Exercise requirements
Copy the listing below line for line, from its opening line to the one with "# for every instance of the helmet", both included; stop there.
════
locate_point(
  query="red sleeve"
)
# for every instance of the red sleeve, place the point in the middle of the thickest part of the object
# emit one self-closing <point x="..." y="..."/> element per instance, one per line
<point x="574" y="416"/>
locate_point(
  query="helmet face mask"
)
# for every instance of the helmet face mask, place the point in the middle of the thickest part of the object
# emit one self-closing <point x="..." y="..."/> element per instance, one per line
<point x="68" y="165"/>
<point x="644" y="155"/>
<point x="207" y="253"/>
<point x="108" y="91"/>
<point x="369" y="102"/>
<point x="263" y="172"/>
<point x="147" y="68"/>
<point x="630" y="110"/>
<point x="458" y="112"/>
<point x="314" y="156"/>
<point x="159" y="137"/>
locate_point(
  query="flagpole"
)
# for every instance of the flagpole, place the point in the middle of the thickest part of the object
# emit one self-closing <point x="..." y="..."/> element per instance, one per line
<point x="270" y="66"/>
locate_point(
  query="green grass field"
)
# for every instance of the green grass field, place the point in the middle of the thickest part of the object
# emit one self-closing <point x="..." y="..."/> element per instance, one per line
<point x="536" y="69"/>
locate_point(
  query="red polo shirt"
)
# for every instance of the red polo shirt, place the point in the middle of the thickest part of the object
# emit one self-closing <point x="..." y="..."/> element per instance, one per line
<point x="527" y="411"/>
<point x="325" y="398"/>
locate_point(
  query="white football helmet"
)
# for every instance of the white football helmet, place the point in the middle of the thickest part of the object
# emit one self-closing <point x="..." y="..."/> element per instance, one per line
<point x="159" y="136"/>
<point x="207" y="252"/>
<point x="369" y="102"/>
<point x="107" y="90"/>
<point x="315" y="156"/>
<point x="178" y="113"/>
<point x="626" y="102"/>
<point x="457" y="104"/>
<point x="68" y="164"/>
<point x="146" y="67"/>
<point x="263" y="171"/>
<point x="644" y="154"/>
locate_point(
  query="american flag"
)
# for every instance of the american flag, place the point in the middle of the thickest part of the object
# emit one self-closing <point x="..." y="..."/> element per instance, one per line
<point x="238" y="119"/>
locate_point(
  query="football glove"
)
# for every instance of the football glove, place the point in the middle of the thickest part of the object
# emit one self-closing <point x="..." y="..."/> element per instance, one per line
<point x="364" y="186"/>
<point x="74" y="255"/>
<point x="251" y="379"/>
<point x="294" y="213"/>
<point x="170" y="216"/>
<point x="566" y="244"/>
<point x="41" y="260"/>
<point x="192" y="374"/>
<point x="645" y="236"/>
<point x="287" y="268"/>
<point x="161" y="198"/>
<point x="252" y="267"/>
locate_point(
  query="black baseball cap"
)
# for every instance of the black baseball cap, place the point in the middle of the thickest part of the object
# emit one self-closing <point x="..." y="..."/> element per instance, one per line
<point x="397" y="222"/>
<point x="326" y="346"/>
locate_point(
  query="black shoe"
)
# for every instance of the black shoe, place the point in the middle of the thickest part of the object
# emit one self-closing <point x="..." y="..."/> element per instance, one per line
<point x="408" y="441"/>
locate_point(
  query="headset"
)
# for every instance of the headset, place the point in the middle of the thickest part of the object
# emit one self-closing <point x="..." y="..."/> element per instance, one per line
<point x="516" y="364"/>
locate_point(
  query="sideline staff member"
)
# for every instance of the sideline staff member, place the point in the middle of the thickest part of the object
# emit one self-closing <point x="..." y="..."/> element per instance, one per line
════
Solution for this exercise
locate_point(
  query="red sleeve"
)
# for every instance of the red sleeve, place the point in the middle of the thickest part of the object
# emit one self-closing <point x="..." y="..."/> element per instance, one per line
<point x="574" y="416"/>
locate_point(
  query="helmet face mask"
)
# for every instance of the helmet face mask, place the point in the middle of the thickest part of the object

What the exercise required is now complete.